Arrange the lines of the items below, from the line that contains "[locate] the black and" through the line that contains "<point>182,224</point>", as a Markdown table with the columns Row and Line. Number each row, and leave out any blank lines.
%%
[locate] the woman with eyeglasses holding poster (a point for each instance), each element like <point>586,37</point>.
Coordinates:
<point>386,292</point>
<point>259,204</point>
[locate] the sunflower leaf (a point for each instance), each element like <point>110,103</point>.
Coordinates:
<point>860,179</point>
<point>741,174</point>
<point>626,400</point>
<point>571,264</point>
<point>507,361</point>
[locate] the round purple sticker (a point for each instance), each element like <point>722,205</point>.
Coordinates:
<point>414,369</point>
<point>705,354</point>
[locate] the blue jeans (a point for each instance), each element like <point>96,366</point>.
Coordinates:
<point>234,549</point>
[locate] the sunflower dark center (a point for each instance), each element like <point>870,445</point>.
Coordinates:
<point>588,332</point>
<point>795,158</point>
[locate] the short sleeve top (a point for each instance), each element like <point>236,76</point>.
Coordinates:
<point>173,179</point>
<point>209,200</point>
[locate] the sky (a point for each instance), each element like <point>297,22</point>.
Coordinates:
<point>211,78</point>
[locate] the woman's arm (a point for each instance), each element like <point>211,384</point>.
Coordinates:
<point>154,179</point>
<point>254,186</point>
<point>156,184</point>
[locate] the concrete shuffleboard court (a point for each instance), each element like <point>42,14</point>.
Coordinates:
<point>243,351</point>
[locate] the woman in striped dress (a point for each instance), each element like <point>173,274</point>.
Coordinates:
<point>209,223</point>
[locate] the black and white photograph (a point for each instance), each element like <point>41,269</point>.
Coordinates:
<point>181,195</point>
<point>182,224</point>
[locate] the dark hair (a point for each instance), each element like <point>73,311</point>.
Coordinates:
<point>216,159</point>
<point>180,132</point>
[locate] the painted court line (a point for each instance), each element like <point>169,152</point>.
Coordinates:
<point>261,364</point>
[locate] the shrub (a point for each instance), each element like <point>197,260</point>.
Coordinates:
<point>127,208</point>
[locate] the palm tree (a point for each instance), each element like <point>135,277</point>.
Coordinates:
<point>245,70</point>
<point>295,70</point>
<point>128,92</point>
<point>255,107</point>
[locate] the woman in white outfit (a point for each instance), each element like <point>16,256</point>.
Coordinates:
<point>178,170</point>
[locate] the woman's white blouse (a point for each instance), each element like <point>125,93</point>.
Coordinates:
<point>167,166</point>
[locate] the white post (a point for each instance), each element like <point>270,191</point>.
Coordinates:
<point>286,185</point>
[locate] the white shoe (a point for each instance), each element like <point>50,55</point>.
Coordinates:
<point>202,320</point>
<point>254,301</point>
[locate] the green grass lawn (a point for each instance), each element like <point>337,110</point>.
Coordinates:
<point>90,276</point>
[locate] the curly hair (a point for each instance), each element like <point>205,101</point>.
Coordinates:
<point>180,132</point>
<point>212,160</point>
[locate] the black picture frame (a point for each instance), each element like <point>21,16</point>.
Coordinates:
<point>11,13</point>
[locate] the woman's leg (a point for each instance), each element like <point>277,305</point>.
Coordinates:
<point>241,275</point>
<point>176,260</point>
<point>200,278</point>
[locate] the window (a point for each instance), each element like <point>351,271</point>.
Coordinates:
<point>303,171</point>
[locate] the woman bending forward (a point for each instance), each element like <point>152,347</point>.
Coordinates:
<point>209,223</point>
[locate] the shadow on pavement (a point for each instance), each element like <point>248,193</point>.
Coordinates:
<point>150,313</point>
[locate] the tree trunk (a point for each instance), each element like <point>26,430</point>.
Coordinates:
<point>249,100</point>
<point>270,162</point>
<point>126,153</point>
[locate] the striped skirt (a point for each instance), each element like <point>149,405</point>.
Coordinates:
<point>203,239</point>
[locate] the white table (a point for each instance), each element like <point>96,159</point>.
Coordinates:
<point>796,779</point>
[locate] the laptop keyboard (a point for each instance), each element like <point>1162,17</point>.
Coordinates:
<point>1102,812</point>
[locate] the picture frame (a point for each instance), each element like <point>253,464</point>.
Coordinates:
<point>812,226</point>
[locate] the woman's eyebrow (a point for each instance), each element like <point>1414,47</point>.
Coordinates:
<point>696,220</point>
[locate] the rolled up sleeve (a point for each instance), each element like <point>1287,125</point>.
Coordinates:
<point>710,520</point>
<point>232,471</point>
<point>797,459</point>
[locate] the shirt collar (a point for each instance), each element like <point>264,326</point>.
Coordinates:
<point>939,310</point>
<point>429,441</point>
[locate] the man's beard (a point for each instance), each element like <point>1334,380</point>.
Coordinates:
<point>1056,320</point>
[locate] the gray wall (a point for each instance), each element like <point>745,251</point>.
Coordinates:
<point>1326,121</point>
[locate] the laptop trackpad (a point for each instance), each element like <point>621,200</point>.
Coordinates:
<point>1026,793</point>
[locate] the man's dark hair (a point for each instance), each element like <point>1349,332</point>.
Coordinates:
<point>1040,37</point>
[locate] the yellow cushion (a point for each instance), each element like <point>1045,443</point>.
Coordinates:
%%
*ANSWER TO THE PROBLEM*
| Row | Line |
|---|---|
| 1 | [locate] the black and white photograph (a point for each instance), each element like <point>41,269</point>. |
| 2 | Coordinates: |
| 3 | <point>181,195</point> |
| 4 | <point>182,224</point> |